GIVEN PROBLEM: Transcribe the following lines word for word, with every character kept as shown.

(Location labeling records)

start

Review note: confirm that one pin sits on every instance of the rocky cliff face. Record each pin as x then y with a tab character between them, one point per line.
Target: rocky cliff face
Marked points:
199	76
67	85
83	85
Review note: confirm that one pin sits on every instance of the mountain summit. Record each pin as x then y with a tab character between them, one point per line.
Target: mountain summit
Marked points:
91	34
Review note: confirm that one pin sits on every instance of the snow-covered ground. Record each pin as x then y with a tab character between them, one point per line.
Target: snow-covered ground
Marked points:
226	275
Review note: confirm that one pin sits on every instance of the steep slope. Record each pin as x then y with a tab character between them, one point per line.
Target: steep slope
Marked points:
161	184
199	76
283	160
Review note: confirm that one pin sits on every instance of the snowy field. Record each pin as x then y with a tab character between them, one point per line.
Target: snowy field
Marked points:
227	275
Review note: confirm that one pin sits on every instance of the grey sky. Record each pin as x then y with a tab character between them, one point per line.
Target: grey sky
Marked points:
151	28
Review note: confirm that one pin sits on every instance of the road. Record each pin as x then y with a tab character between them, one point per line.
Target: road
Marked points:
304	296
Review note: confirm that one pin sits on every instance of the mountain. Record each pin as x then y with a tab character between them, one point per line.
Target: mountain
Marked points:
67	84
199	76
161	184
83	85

end

OUTPUT OF THE TASK:
Review note: confirm that one pin sits on every instance of the rocky cliff face. Record each pin as x then y with a tab character between them, one point per line.
Target: rocky cliff face
Marked points:
199	76
67	85
83	85
Review note: confirm that one pin sits on every instance of the mountain summit. Record each pin as x then y with a tab character between them, one point per line.
Target: mountain summit
Marked points:
91	34
Review note: confirm that one pin sits on every instance of the snow-covered ground. Record each pin as x then y with a tab character between them, one point per line.
Target: snow-covered ground
Marked points:
226	275
Review note: confirm that one pin sits on every instance of the steep slope. Record each pin as x then y with a tab character between them, one point per line.
Target: steep slope
Marked points:
161	184
199	76
283	160
Review note: confirm that one pin sits on every instance of the snowy field. Record each pin as x then y with a tab character between them, one point per line.
Target: snowy field
Marked points:
227	275
Review note: confirm that one pin sits on every instance of the grey sky. Record each pin as x then y with a tab character between them, one point per line.
Target: grey sky
Marked points:
151	28
Review note: confirm that one pin sits on every instance of the road. Record each pin as x then y with a tab character between them, one point per line.
Target: road
Marked points:
304	296
Review note: confirm that one pin sits on every instance of the mountain. Record each pin as x then y with a tab character between them, one point per line.
Target: mountain
Marked points:
67	84
199	76
161	184
83	85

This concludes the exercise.